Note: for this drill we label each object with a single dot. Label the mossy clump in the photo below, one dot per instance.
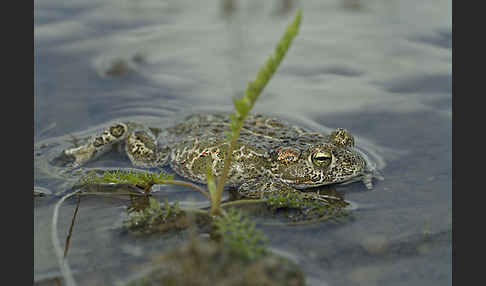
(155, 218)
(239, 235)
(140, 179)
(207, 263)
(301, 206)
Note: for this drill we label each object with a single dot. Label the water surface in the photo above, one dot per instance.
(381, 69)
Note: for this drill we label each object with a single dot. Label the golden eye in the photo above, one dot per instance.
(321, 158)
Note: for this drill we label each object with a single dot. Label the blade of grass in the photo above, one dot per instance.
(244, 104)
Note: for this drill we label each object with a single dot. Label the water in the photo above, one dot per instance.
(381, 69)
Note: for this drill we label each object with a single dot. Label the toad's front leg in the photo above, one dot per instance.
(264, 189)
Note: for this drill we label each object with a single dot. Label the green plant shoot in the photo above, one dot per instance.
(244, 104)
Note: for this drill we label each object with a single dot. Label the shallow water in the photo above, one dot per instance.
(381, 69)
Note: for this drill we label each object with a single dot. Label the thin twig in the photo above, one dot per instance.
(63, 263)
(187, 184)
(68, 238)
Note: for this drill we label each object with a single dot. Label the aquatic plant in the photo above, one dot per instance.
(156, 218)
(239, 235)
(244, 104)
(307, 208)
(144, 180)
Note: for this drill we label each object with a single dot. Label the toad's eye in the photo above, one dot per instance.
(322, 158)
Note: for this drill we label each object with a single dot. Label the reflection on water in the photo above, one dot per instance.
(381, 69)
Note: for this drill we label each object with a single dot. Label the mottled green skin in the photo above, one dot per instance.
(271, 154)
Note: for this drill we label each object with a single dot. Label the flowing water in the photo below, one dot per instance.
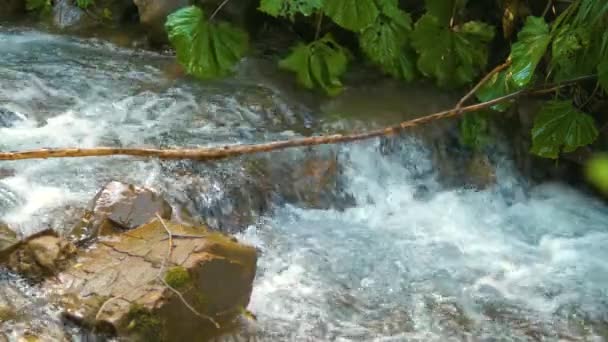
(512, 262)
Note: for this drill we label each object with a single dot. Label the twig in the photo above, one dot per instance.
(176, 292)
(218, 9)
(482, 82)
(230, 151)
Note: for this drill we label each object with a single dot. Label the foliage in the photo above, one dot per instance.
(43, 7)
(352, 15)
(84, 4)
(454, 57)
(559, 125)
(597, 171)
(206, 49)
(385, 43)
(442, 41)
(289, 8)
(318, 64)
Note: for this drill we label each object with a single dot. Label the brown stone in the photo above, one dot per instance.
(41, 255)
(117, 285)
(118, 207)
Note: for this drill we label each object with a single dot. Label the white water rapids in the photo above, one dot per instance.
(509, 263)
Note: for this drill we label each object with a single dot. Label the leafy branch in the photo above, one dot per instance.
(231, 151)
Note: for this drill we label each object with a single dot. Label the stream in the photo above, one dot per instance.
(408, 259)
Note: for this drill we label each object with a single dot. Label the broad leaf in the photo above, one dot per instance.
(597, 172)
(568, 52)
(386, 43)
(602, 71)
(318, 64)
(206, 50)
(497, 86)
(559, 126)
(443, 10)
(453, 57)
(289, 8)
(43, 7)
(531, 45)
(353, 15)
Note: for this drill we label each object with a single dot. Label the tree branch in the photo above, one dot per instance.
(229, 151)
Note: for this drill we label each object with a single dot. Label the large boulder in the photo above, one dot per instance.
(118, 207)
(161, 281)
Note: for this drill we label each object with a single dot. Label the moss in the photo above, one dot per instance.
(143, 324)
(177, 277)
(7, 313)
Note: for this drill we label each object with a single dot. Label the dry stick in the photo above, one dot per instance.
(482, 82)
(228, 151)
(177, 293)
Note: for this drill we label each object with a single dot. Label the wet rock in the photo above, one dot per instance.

++++

EXERCISE TASK — Copy out every one of the lines above word for word, leaving the pictures out.

EXPECTED ANSWER —
Note: for this drill we label each object with a single dot. Label the mossy clump in the photo below, one dot per instance.
(155, 218)
(239, 235)
(140, 179)
(207, 263)
(301, 206)
Note: for this drill we label each object with a single dot. Label the water surface in the photo above, one dot per instance.
(381, 69)
Note: for this drill we label each object with a single dot. Label the golden eye in the photo above, one dot per instance.
(321, 158)
Note: for this drill we label each object with a single dot. Label the blade of grass in the photo above, one dot per instance.
(244, 104)
Note: for this drill we label each object with a single dot. Label the water in the photo above, one dot per instance.
(381, 69)
Note: for this drill we label each object with a single dot. Label the toad's front leg in the photo above, one dot per instance.
(264, 189)
Note: for this drill we label each object with a single dot. Label the green plant shoot in the photo above, one dot per instance.
(244, 104)
Note: for this drill we label each object with a single dot. Label the shallow water in the photo above, one dot per instance.
(381, 69)
Note: for this drill we label each object with a single dot. Label the thin twig in the photo above, one dot per instance.
(63, 263)
(187, 184)
(68, 238)
Note: for this drill we label each object with a single dot. Label the aquatic plant in the photo above, one dot per instance.
(156, 218)
(239, 235)
(244, 104)
(307, 208)
(144, 180)
Note: for this drill we label each object with a single dot. Label the toad's eye in the photo above, one dot per instance.
(322, 158)
Note: for this drill we label each object with a single dot. Label the reflection on water in the photo above, one dot per instance.
(381, 69)
Note: for this drill we label each object with a single dot. Label the mottled green skin in the photo above, one dot per instance.
(271, 154)
Note: for this drill we label each object with a single dot. Label the flowing water in the photo below, one dot per instance.
(512, 262)
Note: for this drill we label each object with a single dot. Label the twig in the photo above, one dot per instance.
(176, 292)
(218, 9)
(482, 82)
(230, 151)
Note: for this drill we label each object with a single dot. Label the foliage in the photo above, one dot per instance.
(43, 7)
(352, 15)
(84, 4)
(454, 57)
(559, 125)
(597, 171)
(206, 49)
(385, 43)
(442, 41)
(289, 8)
(318, 64)
Note: for this drill we label each object with a single dot. Label the brown stone in the photo above, one dot per instance.
(41, 255)
(117, 285)
(118, 207)
Note: for this drill we label each object with a single dot. Label the white water rapids in the photo above, one dot per instance.
(509, 263)
Note: for this drill we label each object with a single dot. Label the leafy branch in the photo above, one dot per instance.
(231, 151)
Note: for this drill we label each object with a single dot. Label the stream in the photo above, one dot per instance.
(408, 259)
Note: for this drill we label each object with a single dot. Label the broad leaf in the photo above, one dot per instance.
(597, 172)
(568, 52)
(386, 43)
(602, 71)
(318, 64)
(206, 50)
(497, 86)
(559, 126)
(443, 10)
(453, 57)
(289, 8)
(43, 7)
(531, 45)
(353, 15)
Note: for this drill we label each object with a single dot. Label the tree branch in the photo above, one dot per instance.
(229, 151)
Note: for this drill we label each object with a single dot. Label the large boulder in the photo above, one dot per instance.
(118, 207)
(161, 281)
Note: for this drill we label each object with a single dot. Label the moss in the photo above, one dot per instance.
(143, 324)
(177, 277)
(7, 313)
Note: for this drill we label each object with a single dot. Label the dry stick in the photo above, one dot per instance.
(482, 82)
(228, 151)
(177, 293)
Note: for this drill we label each object with a single dot. Label the wet rock in the photo above, one dot per instance.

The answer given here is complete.